> PASSAGE SHOWN
+---+

Rebuilding indexes is an activity that you shouldn’t need to do often. There are always a few special cases – like when you’ve moved or recreated a table or if you’ve done a massive delete on a table – when it’s probably a reasonable idea but, in general, there are very few cases where there’s any great benefit to be had by any sort of routine rebuild – especially if the index in question is very big.
If you suspect that there will be some benefit to doing a rebuild it’s worth knowing how take a look at the “state of health” of an index so that you can confirm your suspicion, and this article describes a couple of mechanisms that allow you to do this relatively cheaply.
The big picture
Running at steady state, a B-tree index will tend run at an average of 70% space utilisation, 30% free space in a leaf block. Given the information about the number of rows indexed and the average column length of each column in the index, it is possible to estimate roughly how many leaf blocks would be a fairly typical size of the index.
Inevitably there several reasons why any attempt to estimate the size is only a rough approximation: it’s hard to correctly allow for index compression, the average column length (user_tab_cols.avg_col_len) reported by Oracle is subject to rounding errors, the distribution of nulls in the index entries can have a significant impact on how accurately you can allow for column and row overheads, index columns holding more than 127 bytes need 2 length bytes rather than 1. Nevertheless, except for fairly extreme cases, the calculation can give you some idea of whether the size of your index is in the right ballpark.
The calculation is quite simple:
- Sum (user_tab_cols.avg_col_len + 1) for each column in the index.
- Add 6 for the rowid that is part of the index entry (8 if it’s a globally partitioned index on a partitioned table)
- Add 1 if the index is non-unique
- Add 2 for the row overhead
- Add 2 for the row directory entry
This gives you the typical row length for an index entry.
Now take the block size, subtract 192, (or roughly 200, but if you’re using an 8K block size then the answer is 8,000) for the block overhead, multiple by (1 – pctfree/100) for the setting you’re planning to rebuild to – pctfree = 30 is a good idea, but many people rebuild at the default pctfree = 10. This gives you the number of bytes available per leaf block for the rebuild.
Now simply divide the bytes per leaf block by the typical row length and truncate to get the number of index entries per leaf block. Divide this into the total number of rows (user_indexes.num_rows – or user_ind_partitions or user_ind_subpartitions as appropriate) in the index to get the number of leaf blocks needed.
For indexes which aren’t compressed and which don’t have a very small number of rows compared to the table this should be within 1 or 2 percent of the size of the index after a rebuild.
If you don’t want to go through this by hand there’s a script on my blog which will do the work for all the indexes in a schema assuming you’ve recently collected object stats on the schema. All you have to do is specify what you want to set as a pctfree, and how far above the estimated size an index should currently be before you report it as a candidate for rebuilding.
When all the entries in an index block have been deleted the leaf block becomes free for re-use. But until it is reused by new data it stays in place in the index tree structure and still contributes to the workload of using that index – an index range scan from ‘A’ to ‘C’, for example, would still have to pass through an empty ‘B’ block if you once had a lot of ‘B’ values that have been deleted.

+---+

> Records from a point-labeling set

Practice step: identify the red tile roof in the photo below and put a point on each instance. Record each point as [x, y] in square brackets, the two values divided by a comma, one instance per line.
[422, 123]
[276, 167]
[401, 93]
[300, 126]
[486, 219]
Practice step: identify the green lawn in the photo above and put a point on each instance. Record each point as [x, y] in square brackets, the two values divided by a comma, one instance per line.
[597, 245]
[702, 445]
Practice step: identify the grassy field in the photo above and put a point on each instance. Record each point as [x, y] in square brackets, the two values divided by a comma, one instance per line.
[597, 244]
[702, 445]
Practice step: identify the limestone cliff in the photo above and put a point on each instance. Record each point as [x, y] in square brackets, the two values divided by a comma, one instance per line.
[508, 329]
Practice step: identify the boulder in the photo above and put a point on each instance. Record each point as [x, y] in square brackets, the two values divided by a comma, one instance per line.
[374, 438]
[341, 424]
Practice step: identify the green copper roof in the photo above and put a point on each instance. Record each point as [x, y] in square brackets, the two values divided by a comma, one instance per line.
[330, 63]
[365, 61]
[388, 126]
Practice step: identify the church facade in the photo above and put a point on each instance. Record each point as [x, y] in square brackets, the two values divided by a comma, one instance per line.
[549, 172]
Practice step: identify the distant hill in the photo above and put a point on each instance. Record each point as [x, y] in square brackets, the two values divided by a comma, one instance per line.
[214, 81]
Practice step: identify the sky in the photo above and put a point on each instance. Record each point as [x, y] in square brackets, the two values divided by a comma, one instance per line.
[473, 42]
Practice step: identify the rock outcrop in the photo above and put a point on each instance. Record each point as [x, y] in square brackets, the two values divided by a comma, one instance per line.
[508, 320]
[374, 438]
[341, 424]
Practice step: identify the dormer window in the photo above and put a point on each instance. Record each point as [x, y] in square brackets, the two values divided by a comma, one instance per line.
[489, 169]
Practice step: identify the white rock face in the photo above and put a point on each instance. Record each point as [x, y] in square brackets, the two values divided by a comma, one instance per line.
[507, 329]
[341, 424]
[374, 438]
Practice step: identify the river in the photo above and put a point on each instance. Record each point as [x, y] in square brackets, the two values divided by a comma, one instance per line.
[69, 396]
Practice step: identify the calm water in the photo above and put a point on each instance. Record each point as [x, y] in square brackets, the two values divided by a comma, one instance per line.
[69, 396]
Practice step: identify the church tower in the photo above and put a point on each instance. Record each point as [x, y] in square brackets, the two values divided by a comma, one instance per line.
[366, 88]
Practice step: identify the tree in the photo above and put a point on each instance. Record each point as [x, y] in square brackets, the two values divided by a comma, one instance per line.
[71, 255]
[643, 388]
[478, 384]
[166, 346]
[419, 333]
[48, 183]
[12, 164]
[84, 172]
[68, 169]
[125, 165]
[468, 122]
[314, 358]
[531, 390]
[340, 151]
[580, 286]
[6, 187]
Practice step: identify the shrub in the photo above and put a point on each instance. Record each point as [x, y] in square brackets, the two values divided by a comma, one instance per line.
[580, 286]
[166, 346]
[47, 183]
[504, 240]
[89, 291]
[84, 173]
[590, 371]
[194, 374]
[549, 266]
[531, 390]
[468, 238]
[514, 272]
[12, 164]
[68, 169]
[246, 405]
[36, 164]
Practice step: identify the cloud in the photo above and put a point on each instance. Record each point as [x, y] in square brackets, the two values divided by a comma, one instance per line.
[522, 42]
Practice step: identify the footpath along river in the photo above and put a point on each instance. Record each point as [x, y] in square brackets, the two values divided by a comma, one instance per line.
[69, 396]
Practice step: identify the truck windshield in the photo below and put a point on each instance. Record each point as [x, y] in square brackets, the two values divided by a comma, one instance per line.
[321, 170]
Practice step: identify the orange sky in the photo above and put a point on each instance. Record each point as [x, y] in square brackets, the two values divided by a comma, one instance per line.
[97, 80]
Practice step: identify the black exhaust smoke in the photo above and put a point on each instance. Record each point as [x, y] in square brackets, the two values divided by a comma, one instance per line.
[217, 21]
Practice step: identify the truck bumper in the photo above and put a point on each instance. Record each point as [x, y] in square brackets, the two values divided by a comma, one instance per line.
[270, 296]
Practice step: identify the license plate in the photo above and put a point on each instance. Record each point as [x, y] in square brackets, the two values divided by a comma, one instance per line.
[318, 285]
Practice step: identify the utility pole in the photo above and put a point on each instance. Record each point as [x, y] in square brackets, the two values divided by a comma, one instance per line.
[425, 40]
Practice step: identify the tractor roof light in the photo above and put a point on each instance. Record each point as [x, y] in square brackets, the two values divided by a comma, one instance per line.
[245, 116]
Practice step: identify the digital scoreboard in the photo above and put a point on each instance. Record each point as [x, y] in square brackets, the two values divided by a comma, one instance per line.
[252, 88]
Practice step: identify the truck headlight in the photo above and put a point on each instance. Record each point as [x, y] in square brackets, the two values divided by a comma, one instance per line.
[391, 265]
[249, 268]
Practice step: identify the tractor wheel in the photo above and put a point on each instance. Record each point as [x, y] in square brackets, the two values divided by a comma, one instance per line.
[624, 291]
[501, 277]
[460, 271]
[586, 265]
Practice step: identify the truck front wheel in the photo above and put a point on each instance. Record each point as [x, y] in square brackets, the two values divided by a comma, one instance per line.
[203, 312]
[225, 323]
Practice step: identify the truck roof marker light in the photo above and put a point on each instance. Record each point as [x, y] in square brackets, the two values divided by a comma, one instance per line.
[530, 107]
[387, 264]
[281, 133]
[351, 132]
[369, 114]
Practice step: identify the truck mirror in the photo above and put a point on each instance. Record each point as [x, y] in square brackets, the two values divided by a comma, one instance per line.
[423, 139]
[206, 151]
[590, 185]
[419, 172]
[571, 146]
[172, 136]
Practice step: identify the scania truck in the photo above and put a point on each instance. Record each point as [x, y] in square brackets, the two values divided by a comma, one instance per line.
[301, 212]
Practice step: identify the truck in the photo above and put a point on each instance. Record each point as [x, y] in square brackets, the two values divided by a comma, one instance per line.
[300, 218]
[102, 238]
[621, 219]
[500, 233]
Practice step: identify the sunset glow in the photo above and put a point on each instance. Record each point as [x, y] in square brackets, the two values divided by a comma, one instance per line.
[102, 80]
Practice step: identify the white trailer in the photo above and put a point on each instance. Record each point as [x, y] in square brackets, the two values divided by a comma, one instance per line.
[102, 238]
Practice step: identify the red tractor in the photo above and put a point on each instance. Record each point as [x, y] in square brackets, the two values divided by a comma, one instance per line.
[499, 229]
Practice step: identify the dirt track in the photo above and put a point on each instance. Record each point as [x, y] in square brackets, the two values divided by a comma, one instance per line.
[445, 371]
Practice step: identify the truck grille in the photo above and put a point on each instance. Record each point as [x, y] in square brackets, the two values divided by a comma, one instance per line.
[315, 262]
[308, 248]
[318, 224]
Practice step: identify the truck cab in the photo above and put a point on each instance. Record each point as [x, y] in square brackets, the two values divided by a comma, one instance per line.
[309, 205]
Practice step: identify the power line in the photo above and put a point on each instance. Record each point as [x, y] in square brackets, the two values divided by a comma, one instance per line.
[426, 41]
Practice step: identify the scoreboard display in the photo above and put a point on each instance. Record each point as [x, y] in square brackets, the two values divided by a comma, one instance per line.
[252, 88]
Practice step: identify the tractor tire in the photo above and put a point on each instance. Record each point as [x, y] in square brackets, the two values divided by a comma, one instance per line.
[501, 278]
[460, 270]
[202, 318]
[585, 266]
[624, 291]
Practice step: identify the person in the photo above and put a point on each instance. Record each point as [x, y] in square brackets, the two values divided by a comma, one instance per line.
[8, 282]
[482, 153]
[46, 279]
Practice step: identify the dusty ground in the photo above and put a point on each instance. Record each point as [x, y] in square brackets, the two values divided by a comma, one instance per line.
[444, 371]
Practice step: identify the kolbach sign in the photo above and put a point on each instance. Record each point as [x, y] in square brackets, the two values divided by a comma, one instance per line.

+---+

> EXERCISE DESCRIPTION
According to the index rebuilding text, why does a leaf block whose entries have all been deleted still add to the workload of using the index? Answer in one to three sentences. The records have nothing to do with the text.

> WRITTEN SOLUTION
Until new data reuses it, the emptied leaf block stays in place in the index tree structure, so operations on the index still pass through it. For example, a range scan from 'A' to 'C' would still have to go through an empty 'B' block if many 'B' values had been deleted.